## What the task requires
Reproduce verbatim the passage of the Baylor game report that starts with "At one point" and continues through "eye-popping 13 assists.".

## Extract to read
K-State basketball can learn 100 lessons from lopsided home loss against No. 2 Baylor
Whenever the oddsmakers come up with a point spread that looks too good to be true, well, it probably is.
Baylor’s 100-69 dismantling of Kansas State on Saturday was yet another reminder that college basketball games are anything but predictable. The Wildcats entered this game on a hot streak that featured a home victory over Milwaukee and a road win against Iowa State, while the Bears hadn’t done much of anything over the past two weeks because of COVID-19 issues on their roster.
Those factors made some think K-State was ready to compete with the nation’s second-ranked team. Few, if any, expected the Wildcats to pull off an upset, but if the Bears came out rusty while playing their first game since Dec. 9 it wasn’t hard to picture a closer outcome than the opening betting line of 21 points.
About that.
“There’s not much you can say,” K-State coach Bruce Weber said. “They just kicked our butt ... They are scary good.”
The Bears looked nothing like a team that hadn’t been practicing and came out red hot, torching the Wildcats for 56 points … in the first half. So much for playing them at the right time. K-State (3-5, 1-1 Big 12) ran into a proverbial buzz saw as Baylor (5-0, 1-0 Big 12) scored at will early and kept its foot on the gas well into the second half.
One stat best summed up Baylor’s dominance. It won easily, despite the Wildcats shooting 48% from the field.
It didn’t really matter what K-State did on Saturday, Baylor was simply better in every facet of the game.
At one point late in the first half, the Bears were shooting 75% from the field and 63% from three-point range. Of course, it’s easy to make shots when your team is forcing turnovers and converting them into easy layups on the other end.
MaCio Teague led the onslaught with 23 points for Baylor, while Davion Mitchell added 20. But it seemed like everyone that Bears coach Scott Drew inserted into the game left with at least a highlight moment or two. Jared Butler had an eye-popping 13 assists.
By the end, Baylor became the first K-State opponent to reach triple digits at Bramlage Coliseum since 1992.
“We’ve definitely tried to take our offense to another level,” Butler said. “There was some criticism about our offense last year on how it was kind of stagnant, so we’ve tried to take it to another level. I credit coach John Jakus and the staff for really harping on ball movement and fluidity in our offense and I think that’s shown a lot this whole year. We’ve got great guys who can all put the ball in the hoop, so that helps a lot.”
Maybe that was just Baylor playing at a high level. Or perhaps it was K-State struggling more than usual on defense.
“It was a mixture of both,” K-State senior Mike McGuirl said. “You can’t just score 100 points and not be hot, but it mostly has to do with us. We didn’t fight them enough and we weren’t physical enough. We just got outplayed by an older team.”

## Available data
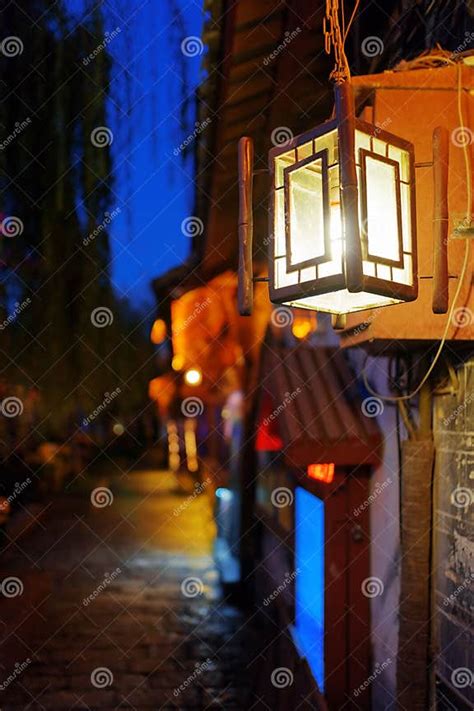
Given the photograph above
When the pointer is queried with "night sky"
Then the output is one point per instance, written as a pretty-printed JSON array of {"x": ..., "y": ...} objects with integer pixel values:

## Output of the task
At one point late in the first half, the Bears were shooting 75% from the field and 63% from three-point range. Of course, it’s easy to make shots when your team is forcing turnovers and converting them into easy layups on the other end.
MaCio Teague led the onslaught with 23 points for Baylor, while Davion Mitchell added 20. But it seemed like everyone that Bears coach Scott Drew inserted into the game left with at least a highlight moment or two. Jared Butler had an eye-popping 13 assists.